**What to produce**
Recast the lines from the line with "Please locate the white" to the line with "[0, 0, 205, 156]" as a two-column CSV headed text,answer. Give one row for each line beginning "Please locate", with that line under text and the bracketed coordinates that follow it under answer, quoting every field and turning line breaks into spaces.

[Raw records]

+ + + +

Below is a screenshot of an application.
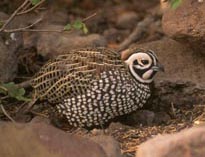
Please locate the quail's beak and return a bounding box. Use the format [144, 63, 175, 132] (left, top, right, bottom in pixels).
[152, 63, 165, 72]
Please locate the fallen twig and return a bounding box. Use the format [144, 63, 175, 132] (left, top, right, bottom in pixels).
[17, 0, 46, 15]
[4, 18, 42, 33]
[0, 0, 29, 32]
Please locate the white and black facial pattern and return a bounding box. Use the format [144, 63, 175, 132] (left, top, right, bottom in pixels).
[125, 50, 163, 83]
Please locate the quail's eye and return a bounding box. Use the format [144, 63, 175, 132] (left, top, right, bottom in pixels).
[133, 60, 138, 65]
[141, 60, 149, 65]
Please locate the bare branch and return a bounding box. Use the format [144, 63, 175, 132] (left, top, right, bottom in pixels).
[17, 0, 46, 15]
[3, 18, 42, 33]
[3, 12, 97, 33]
[0, 0, 29, 32]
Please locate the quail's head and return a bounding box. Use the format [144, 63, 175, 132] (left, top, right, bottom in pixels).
[125, 50, 164, 83]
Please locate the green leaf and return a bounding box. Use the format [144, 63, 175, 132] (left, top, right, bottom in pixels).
[64, 23, 72, 31]
[171, 0, 182, 9]
[31, 0, 41, 5]
[0, 82, 31, 101]
[82, 23, 88, 34]
[72, 20, 84, 30]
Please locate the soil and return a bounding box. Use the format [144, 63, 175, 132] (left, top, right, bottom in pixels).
[0, 0, 205, 157]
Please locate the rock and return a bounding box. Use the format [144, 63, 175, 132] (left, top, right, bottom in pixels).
[91, 135, 122, 157]
[37, 26, 107, 58]
[136, 127, 205, 157]
[154, 112, 171, 125]
[0, 122, 107, 157]
[122, 38, 205, 108]
[162, 0, 205, 54]
[103, 28, 130, 43]
[121, 110, 155, 125]
[116, 12, 140, 29]
[0, 38, 17, 82]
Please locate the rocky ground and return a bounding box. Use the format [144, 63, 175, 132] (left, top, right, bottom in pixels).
[0, 0, 205, 157]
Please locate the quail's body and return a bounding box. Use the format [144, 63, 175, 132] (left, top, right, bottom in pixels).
[33, 48, 163, 127]
[57, 69, 150, 127]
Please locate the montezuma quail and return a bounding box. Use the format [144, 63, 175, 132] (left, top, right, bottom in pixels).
[32, 48, 162, 127]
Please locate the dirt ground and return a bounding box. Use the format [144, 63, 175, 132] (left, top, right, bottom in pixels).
[0, 0, 205, 156]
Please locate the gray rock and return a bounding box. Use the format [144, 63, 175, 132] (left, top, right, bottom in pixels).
[0, 122, 107, 157]
[37, 25, 107, 58]
[136, 127, 205, 157]
[122, 39, 205, 107]
[91, 135, 122, 157]
[116, 12, 140, 29]
[162, 0, 205, 54]
[125, 110, 155, 125]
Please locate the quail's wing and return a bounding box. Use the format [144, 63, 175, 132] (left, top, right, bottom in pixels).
[32, 48, 125, 103]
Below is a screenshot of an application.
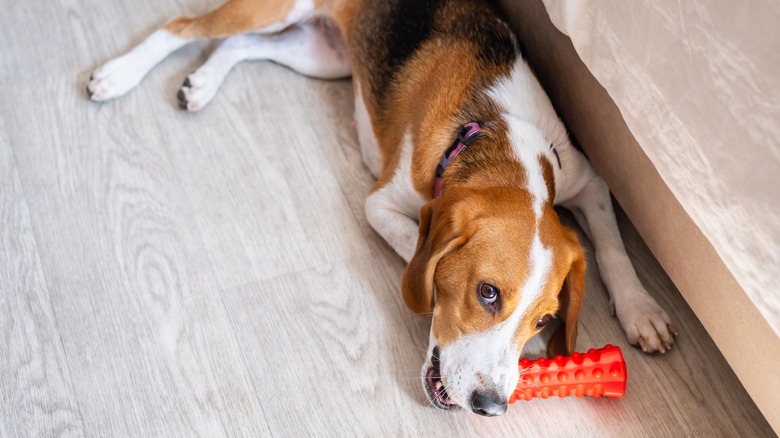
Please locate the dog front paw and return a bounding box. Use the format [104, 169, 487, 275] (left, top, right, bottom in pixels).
[613, 289, 678, 353]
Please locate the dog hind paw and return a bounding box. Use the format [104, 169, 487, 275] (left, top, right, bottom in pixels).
[87, 57, 146, 102]
[176, 71, 217, 111]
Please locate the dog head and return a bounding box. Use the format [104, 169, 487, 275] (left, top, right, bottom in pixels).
[402, 188, 585, 416]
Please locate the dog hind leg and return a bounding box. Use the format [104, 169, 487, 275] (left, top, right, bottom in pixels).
[178, 18, 352, 111]
[87, 0, 315, 102]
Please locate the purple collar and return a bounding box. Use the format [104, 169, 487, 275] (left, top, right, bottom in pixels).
[433, 122, 482, 199]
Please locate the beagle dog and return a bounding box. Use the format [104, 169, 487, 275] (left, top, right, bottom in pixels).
[87, 0, 676, 416]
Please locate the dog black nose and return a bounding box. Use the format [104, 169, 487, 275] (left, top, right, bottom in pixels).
[471, 391, 506, 417]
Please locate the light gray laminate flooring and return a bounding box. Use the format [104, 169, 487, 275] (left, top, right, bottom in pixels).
[0, 0, 772, 437]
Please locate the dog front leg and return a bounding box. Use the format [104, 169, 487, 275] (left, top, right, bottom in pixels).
[365, 189, 418, 263]
[562, 170, 677, 353]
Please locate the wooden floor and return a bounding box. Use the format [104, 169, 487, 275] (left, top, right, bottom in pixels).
[0, 0, 772, 437]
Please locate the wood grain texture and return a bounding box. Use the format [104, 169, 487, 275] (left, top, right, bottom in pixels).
[0, 0, 771, 437]
[0, 121, 83, 436]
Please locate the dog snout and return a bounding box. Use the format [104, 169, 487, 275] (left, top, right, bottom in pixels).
[471, 391, 507, 417]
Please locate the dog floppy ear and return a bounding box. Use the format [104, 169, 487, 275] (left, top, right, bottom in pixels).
[547, 244, 585, 357]
[401, 199, 465, 315]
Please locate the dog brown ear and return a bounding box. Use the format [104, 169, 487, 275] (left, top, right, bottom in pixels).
[547, 244, 585, 357]
[401, 199, 464, 315]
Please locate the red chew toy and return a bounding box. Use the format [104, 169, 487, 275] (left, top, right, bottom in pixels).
[509, 345, 628, 403]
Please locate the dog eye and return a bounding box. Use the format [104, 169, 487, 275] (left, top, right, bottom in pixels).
[479, 283, 498, 305]
[536, 314, 552, 330]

+ + + +

**The output**
text,answer
"Please locate the white and black facial pattern and return a bounding box. Use the format [144, 63, 175, 132] (left, top, right, bottom in pixels).","[125, 50, 163, 83]"
"Please locate the quail's eye and return a bounding box. Use the format [144, 63, 175, 132] (left, top, right, bottom in pixels).","[133, 60, 138, 65] [141, 60, 149, 65]"
"Please locate the bare branch and return a bounding box. Use the format [144, 63, 175, 132] (left, top, right, bottom in pixels).","[17, 0, 46, 15] [3, 18, 42, 33] [3, 12, 97, 33] [0, 0, 29, 32]"
"Please locate the quail's head and return a bounding box. Use the format [144, 63, 175, 132] (left, top, right, bottom in pixels).","[125, 50, 164, 83]"
"Please locate the green leaf and return a bounding box. Use the format [144, 63, 175, 132] (left, top, right, bottom in pixels).","[64, 23, 72, 31] [171, 0, 182, 9] [31, 0, 41, 5] [0, 82, 31, 101] [82, 23, 88, 34] [72, 20, 84, 30]"
"Please locate the soil and return a bounding box. Use the format [144, 63, 175, 132] (left, top, right, bottom in pixels).","[0, 0, 205, 157]"
"Please locate the rock and return a bounding box. Use the format [144, 63, 175, 132] (left, top, right, bottom in pixels).","[91, 135, 122, 157] [37, 26, 107, 58] [136, 127, 205, 157] [154, 112, 171, 125] [0, 122, 107, 157] [122, 38, 205, 108] [162, 0, 205, 54] [103, 28, 130, 43] [121, 110, 155, 125] [116, 12, 140, 29] [0, 38, 17, 82]"
"Please locate the rocky ground and return a bounding box. Use the format [144, 63, 175, 132] (left, top, right, bottom in pixels).","[0, 0, 205, 157]"
"Please locate the quail's body and return a bounding box. Use the format [144, 63, 175, 132] (left, top, right, bottom in pixels).","[33, 48, 163, 127] [57, 69, 150, 127]"
"Please locate the montezuma quail and return a bounding box. Use the format [144, 63, 175, 132] (left, top, right, bottom in pixels).","[32, 48, 162, 127]"
"Please locate the dirt ground and return a bounding box. Use the format [144, 63, 175, 132] (left, top, right, bottom in pixels).","[0, 0, 205, 156]"